In any event, this Court in Gilman v. Insurance Co., 112 Me., 528, in both the majority and minority opinion, though the precise issues here raised are not involved, apparently assumed that the language of our standard policy had the same effect as that of other states, and that the accepted construction was that it protected the mortgagee against any act or neglect of the mortgagor either at or subsequent to the inception of the policy unless the same was known to the mortgagee.
But in reason and based on the authorities, a mortgagee under such a clause is protected only where the act or neglect of the mortgagor or owner is unknown to him. Eddy v. L. A. Corp., 143 N. Y., 311, 324; Syndicate Ins. Co. v. Bohn, supra, p. 177; Genesee Falls P. Sav. & L. Ass’n v. U. S. Fire Ins. Co., 44 N. Y. S., 979, 981; Cooley’s Briefs on Ins., 2nd Ed., p. 2391. If he has actual knowledge of any act or neglect that would invalidate the policy, or such knowledge of facts as would induce a man of ordinary prudence to make further inquiries, which would have disclosed acts or neglect by the mortgagor that would void the policy, either at its inception or afterward, then the provisions of the “union mortgage clause” will not protect him. He is in such cases chargeable with knowledge of all facts which by the exercise of reasonable diligence he would have ascertained. The means of knowledge under such circumstances are the same as knowledge itself. Knapp v. Bailey, 79 Me., 195, 204 ; Morey v. Milliken, 86 Me., 464, 475 ; Coleman v. Dunton, 99 Me., 121; Hudson Structural Steel Co. v. Smith & Rumery Co., 110 Me., 123.

------------------------------------------------------------

▶ _Work instructions_:
A. Do these statements agree with the opinion on the mortgage clause? For each, answer yes or no and quote the deciding words. (i) The precise issues raised here were involved in Gilman v. Insurance Co. (ii) A mortgagee can be charged with knowledge of facts that reasonable diligence would have revealed. (iii) Under such circumstances, the means of knowledge count for less than knowledge itself.
B. Transcribe the opinion on the mortgage clause from "In any event, this" up to and including "to the mortgagee.".

▶ _Record set_:
------------------------------------------------------------

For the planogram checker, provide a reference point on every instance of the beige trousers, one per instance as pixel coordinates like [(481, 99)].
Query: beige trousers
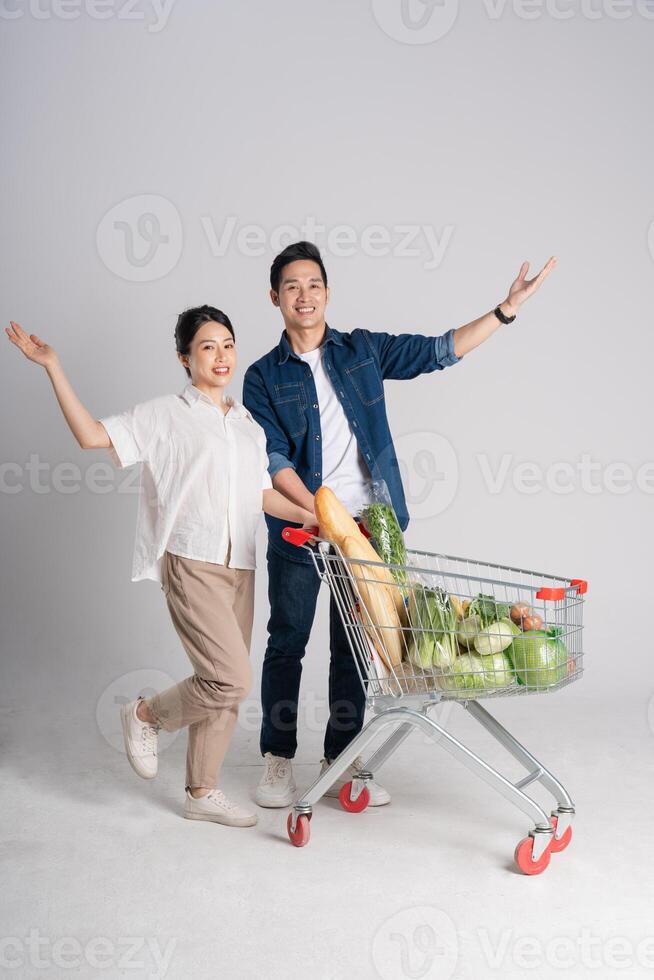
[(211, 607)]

------------------------------------------------------------

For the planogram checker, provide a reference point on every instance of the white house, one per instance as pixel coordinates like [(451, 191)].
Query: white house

------------------------------------------------------------

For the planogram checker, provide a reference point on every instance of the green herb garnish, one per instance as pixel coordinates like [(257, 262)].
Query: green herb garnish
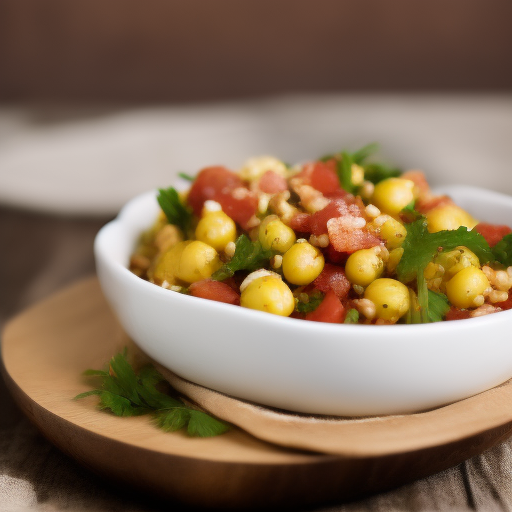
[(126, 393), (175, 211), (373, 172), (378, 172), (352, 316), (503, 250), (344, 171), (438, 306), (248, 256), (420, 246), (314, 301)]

------------------------------------------------------------

▶ _Results of the tasks_:
A.
(i) No: "though the precise issues here raised are not involved"
(ii) Yes: "He is in such cases chargeable with knowledge of all facts which by the exercise of reasonable diligence he would have ascertained."
(iii) No: "The means of knowledge under such circumstances are the same as knowledge itself."

B.
In any event, this Court in Gilman v. Insurance Co., 112 Me., 528, in both the majority and minority opinion, though the precise issues here raised are not involved, apparently assumed that the language of our standard policy had the same effect as that of other states, and that the accepted construction was that it protected the mortgagee against any act or neglect of the mortgagor either at or subsequent to the inception of the policy unless the same was known to the mortgagee.